(Dataset rows on where objects appear)

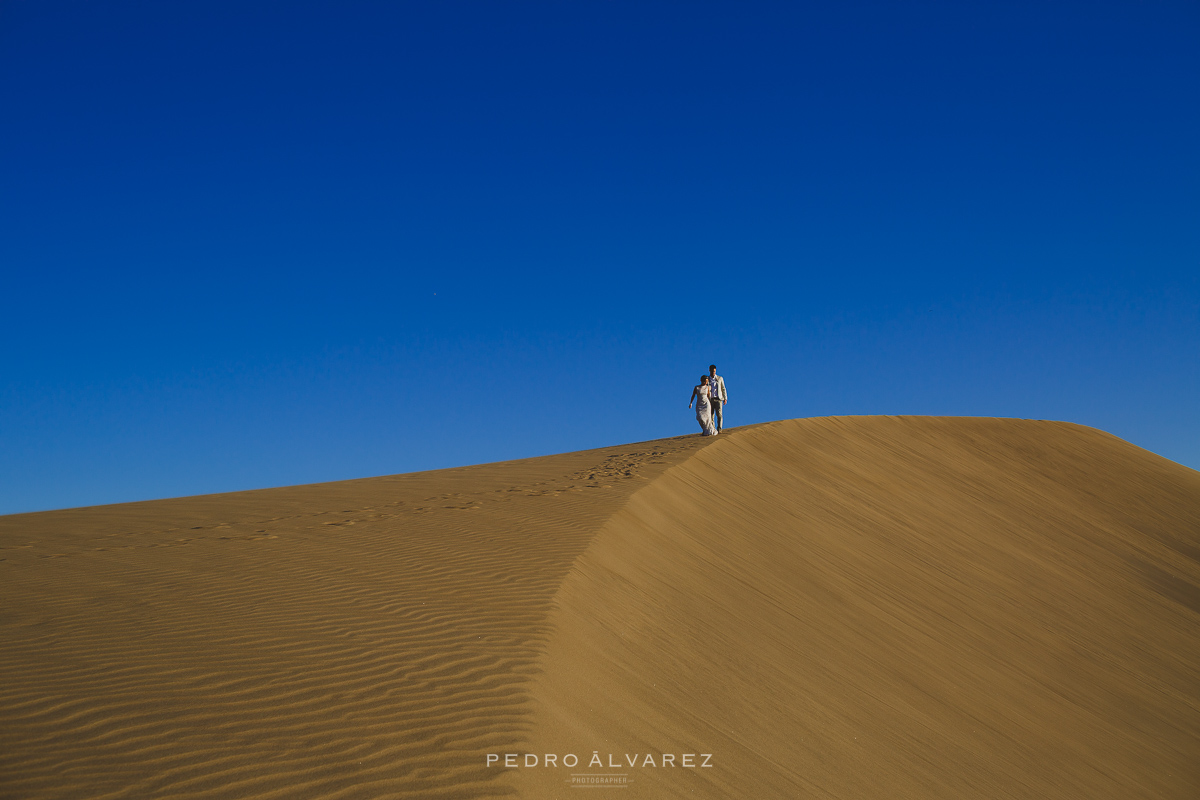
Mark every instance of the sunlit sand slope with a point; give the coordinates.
(886, 607)
(361, 639)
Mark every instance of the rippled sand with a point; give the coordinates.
(845, 607)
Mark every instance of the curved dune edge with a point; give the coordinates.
(886, 607)
(367, 638)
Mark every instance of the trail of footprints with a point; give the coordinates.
(615, 468)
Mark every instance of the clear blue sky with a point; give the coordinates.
(259, 244)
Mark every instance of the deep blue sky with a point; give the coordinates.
(258, 244)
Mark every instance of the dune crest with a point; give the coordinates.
(845, 607)
(366, 638)
(887, 607)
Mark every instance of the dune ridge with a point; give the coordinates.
(843, 607)
(901, 607)
(358, 639)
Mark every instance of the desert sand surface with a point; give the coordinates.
(839, 607)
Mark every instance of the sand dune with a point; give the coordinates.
(859, 607)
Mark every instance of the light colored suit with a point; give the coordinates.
(717, 390)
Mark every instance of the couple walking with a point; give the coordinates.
(711, 400)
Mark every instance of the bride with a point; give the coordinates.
(703, 407)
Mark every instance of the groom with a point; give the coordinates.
(718, 395)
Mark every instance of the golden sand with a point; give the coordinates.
(846, 607)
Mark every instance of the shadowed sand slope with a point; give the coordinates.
(862, 607)
(361, 639)
(886, 607)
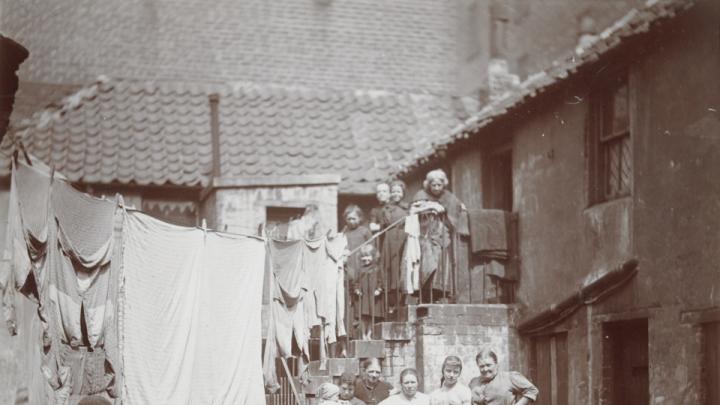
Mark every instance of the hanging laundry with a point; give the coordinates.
(191, 315)
(410, 275)
(27, 224)
(85, 225)
(80, 302)
(314, 259)
(288, 290)
(335, 274)
(436, 225)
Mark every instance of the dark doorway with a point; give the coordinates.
(711, 366)
(625, 362)
(549, 368)
(497, 180)
(277, 219)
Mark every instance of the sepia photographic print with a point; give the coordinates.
(360, 202)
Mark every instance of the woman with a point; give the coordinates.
(443, 219)
(392, 243)
(408, 393)
(328, 394)
(451, 391)
(495, 387)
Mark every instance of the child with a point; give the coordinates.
(393, 243)
(382, 193)
(451, 391)
(368, 290)
(356, 234)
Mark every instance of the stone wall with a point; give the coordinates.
(462, 330)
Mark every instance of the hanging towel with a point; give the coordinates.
(411, 259)
(314, 260)
(191, 315)
(27, 224)
(335, 274)
(489, 236)
(85, 225)
(289, 286)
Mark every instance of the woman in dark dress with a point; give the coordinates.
(393, 243)
(443, 219)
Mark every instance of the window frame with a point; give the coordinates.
(600, 140)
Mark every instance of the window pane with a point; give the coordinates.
(625, 165)
(620, 112)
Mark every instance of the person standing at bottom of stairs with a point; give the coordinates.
(370, 388)
(347, 389)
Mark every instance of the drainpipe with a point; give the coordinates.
(215, 134)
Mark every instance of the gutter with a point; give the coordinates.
(588, 294)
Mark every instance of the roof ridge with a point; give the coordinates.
(634, 22)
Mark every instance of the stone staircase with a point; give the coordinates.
(390, 346)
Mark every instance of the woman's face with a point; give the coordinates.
(451, 375)
(436, 187)
(396, 194)
(382, 193)
(409, 385)
(372, 374)
(488, 368)
(352, 220)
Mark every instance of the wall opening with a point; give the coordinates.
(625, 362)
(549, 368)
(711, 362)
(277, 219)
(497, 180)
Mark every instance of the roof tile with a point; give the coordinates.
(159, 133)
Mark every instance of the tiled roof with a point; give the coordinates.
(157, 133)
(635, 22)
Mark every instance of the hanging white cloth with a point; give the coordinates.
(191, 315)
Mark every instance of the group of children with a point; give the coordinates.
(373, 269)
(491, 386)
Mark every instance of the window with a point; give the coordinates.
(549, 368)
(610, 141)
(625, 362)
(711, 362)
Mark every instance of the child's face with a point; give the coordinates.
(451, 374)
(436, 187)
(382, 193)
(396, 194)
(352, 220)
(366, 259)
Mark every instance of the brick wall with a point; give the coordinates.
(399, 45)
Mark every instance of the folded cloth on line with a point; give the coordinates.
(289, 289)
(489, 231)
(410, 270)
(85, 225)
(191, 315)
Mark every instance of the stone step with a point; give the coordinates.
(363, 349)
(314, 382)
(394, 331)
(334, 367)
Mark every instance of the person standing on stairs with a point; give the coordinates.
(347, 389)
(409, 394)
(370, 388)
(495, 387)
(451, 391)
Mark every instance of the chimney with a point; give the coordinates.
(12, 55)
(501, 82)
(215, 133)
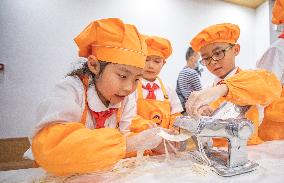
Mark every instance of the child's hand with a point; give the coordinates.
(205, 110)
(172, 147)
(152, 125)
(147, 139)
(198, 99)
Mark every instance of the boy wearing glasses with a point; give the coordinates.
(157, 104)
(257, 89)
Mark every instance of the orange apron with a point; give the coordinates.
(154, 110)
(251, 114)
(272, 127)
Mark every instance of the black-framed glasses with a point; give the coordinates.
(216, 56)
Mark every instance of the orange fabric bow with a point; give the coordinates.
(151, 94)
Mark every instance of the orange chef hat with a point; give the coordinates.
(158, 46)
(226, 32)
(278, 12)
(113, 41)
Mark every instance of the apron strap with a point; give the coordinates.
(85, 81)
(163, 89)
(140, 92)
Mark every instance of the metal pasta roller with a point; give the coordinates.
(237, 132)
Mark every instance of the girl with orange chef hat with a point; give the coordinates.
(84, 125)
(157, 104)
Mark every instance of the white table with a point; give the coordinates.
(269, 155)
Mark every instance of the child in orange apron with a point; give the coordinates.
(157, 104)
(83, 126)
(272, 127)
(255, 88)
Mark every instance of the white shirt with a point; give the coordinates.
(173, 98)
(67, 103)
(273, 59)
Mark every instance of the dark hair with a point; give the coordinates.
(84, 70)
(189, 53)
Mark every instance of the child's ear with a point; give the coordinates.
(237, 49)
(93, 64)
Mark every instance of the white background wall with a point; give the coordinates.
(37, 45)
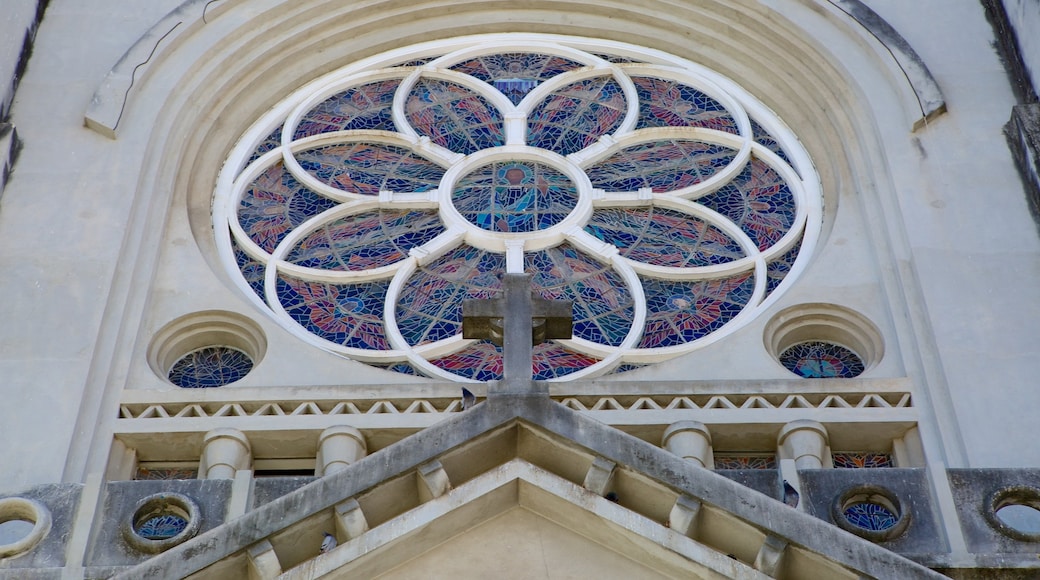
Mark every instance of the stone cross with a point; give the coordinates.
(517, 322)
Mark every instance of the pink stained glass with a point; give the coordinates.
(576, 115)
(863, 459)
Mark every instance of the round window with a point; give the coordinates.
(666, 203)
(212, 366)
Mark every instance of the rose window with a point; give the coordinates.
(663, 200)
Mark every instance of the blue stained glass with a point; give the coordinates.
(276, 203)
(368, 106)
(764, 138)
(346, 314)
(866, 459)
(252, 270)
(822, 360)
(576, 115)
(213, 366)
(483, 361)
(664, 237)
(679, 311)
(453, 116)
(430, 308)
(871, 517)
(603, 307)
(758, 201)
(366, 240)
(516, 74)
(668, 103)
(660, 165)
(515, 196)
(367, 168)
(778, 269)
(161, 527)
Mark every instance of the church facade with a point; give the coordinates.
(726, 289)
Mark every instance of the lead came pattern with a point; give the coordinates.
(871, 517)
(514, 198)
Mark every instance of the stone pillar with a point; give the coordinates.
(338, 447)
(690, 440)
(805, 442)
(224, 452)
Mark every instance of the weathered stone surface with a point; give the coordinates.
(971, 489)
(266, 490)
(821, 488)
(110, 549)
(60, 500)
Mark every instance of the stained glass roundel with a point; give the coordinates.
(665, 202)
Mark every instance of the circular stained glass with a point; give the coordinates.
(871, 517)
(162, 526)
(666, 203)
(212, 366)
(822, 360)
(515, 196)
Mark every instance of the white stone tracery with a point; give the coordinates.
(799, 176)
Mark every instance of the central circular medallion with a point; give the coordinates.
(513, 196)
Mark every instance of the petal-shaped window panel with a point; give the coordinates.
(515, 196)
(762, 137)
(366, 240)
(481, 361)
(603, 308)
(666, 165)
(777, 270)
(679, 311)
(664, 237)
(253, 271)
(275, 203)
(576, 115)
(368, 168)
(669, 103)
(346, 314)
(368, 106)
(430, 308)
(759, 201)
(516, 74)
(453, 116)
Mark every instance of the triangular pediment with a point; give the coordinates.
(533, 459)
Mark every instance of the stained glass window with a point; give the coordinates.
(869, 516)
(866, 459)
(745, 460)
(213, 366)
(162, 526)
(822, 360)
(629, 182)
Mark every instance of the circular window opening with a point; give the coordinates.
(1015, 512)
(161, 521)
(665, 202)
(822, 360)
(23, 524)
(212, 366)
(824, 341)
(209, 348)
(872, 512)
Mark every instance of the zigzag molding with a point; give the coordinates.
(586, 404)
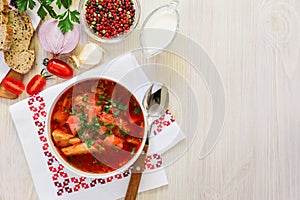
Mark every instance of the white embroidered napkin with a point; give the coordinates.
(51, 179)
(35, 20)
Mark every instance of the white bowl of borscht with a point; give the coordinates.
(96, 127)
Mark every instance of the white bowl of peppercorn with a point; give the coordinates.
(109, 21)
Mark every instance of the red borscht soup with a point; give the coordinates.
(97, 126)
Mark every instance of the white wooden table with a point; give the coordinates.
(255, 46)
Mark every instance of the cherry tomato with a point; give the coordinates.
(13, 85)
(59, 68)
(37, 83)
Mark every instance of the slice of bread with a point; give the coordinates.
(6, 33)
(4, 6)
(19, 58)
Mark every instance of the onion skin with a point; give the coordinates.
(53, 41)
(59, 68)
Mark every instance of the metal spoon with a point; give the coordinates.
(156, 101)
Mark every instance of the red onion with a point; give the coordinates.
(53, 41)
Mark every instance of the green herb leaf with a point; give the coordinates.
(58, 3)
(99, 149)
(50, 10)
(61, 16)
(102, 97)
(73, 111)
(117, 113)
(90, 142)
(74, 15)
(31, 4)
(65, 24)
(108, 132)
(66, 3)
(85, 98)
(23, 4)
(122, 131)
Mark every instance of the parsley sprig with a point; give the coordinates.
(66, 19)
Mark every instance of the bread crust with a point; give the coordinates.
(6, 33)
(19, 58)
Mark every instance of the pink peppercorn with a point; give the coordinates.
(107, 18)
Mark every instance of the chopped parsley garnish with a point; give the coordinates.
(90, 142)
(122, 131)
(85, 98)
(117, 113)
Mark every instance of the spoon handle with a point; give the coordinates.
(136, 175)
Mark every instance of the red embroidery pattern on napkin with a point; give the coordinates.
(67, 182)
(166, 120)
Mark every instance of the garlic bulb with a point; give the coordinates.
(90, 55)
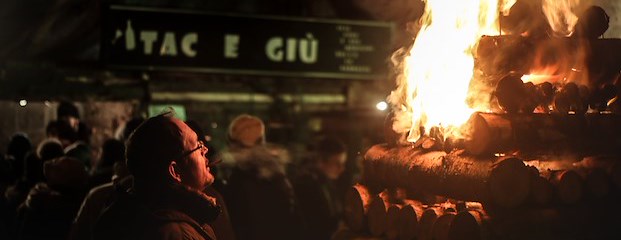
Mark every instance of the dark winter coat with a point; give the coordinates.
(260, 197)
(47, 213)
(171, 212)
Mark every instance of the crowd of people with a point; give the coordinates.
(162, 179)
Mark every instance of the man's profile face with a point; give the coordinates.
(195, 172)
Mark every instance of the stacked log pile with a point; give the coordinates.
(498, 186)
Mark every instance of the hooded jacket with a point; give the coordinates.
(47, 213)
(170, 212)
(259, 195)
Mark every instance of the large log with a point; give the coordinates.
(377, 215)
(429, 217)
(504, 181)
(392, 221)
(498, 55)
(541, 191)
(356, 207)
(490, 133)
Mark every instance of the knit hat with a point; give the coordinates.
(247, 130)
(65, 173)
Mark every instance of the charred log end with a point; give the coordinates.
(541, 191)
(509, 183)
(377, 216)
(408, 221)
(357, 200)
(597, 184)
(485, 130)
(569, 187)
(392, 221)
(429, 217)
(441, 226)
(466, 226)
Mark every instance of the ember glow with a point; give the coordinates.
(560, 14)
(440, 65)
(438, 71)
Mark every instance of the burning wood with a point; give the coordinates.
(531, 133)
(504, 182)
(411, 214)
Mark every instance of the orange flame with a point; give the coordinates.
(437, 71)
(434, 86)
(560, 14)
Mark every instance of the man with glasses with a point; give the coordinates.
(170, 170)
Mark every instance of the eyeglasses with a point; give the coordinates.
(201, 145)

SET EXERCISE. Copy the records above verbatim, from the line containing "Mark every instance of the stacked" through the last line of the records, keeping both ends.

ANSWER TO THIS EXERCISE.
Mark every instance of the stacked log pile with a point; give the coordinates.
(498, 186)
Mark every instance of the hooded jacket with a point; give the coordinates.
(47, 213)
(170, 212)
(259, 195)
Mark every instance of the large log with a point; give the coordinates.
(377, 215)
(429, 217)
(504, 181)
(392, 221)
(498, 55)
(541, 191)
(356, 207)
(490, 133)
Mark every instance of the knit hat with a point; give the coordinates.
(247, 130)
(65, 173)
Mark every instance of the charred log end with a point; give the coordinates.
(541, 191)
(509, 183)
(377, 216)
(408, 221)
(357, 200)
(597, 184)
(485, 130)
(569, 187)
(392, 221)
(429, 217)
(441, 226)
(466, 226)
Mark every instance of the ember glow with a point; give the coordinates.
(560, 14)
(440, 65)
(438, 71)
Mark every instance of the burning wood with a point; give the coordinates.
(531, 133)
(504, 182)
(411, 214)
Mark every instance of the orange flame with a point; give the coordinates.
(437, 71)
(434, 86)
(560, 14)
Mark every instance of the man with glasses with a point; give the coordinates.
(170, 170)
Mark every instance of the eyeglasses with a point; give the coordinates.
(201, 145)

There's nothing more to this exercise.